▸ **Records to process**
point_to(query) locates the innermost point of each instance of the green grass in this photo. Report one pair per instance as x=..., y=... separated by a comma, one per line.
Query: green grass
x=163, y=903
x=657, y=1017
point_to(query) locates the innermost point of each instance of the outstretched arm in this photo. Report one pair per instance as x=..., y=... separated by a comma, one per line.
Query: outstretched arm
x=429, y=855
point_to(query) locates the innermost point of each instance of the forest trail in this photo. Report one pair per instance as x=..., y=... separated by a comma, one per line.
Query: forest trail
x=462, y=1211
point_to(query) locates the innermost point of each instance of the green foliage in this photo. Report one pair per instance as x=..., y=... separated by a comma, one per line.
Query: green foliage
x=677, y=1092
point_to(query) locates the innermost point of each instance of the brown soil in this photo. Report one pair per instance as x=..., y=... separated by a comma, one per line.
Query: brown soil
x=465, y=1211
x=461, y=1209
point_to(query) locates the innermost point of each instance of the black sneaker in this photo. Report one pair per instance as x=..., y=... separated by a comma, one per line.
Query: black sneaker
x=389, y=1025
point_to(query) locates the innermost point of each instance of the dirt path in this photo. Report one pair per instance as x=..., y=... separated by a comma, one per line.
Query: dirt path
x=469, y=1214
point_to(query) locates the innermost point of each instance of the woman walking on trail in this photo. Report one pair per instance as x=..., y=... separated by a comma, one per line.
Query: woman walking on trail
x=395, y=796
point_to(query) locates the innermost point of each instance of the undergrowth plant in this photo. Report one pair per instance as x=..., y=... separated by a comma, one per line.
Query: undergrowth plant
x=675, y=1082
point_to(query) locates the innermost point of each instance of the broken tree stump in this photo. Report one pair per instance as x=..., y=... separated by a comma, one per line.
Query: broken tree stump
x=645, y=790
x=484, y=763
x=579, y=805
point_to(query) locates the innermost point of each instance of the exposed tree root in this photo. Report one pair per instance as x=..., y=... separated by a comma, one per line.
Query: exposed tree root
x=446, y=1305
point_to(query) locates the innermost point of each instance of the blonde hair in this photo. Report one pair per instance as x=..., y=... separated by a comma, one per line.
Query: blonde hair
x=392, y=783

▸ **What is being asked**
Rewrite everything from the line containing "of the exposed" down to the line containing "x=446, y=1305", replacing "tree root" with "root system" and leaving the rest unchanged.

▸ **Correct output**
point_to(query) locates the innermost point of each instance of the exposed root system in this photo. Report one pair per instance as x=..., y=... separated by a comma, one per line.
Query: exposed root system
x=446, y=1305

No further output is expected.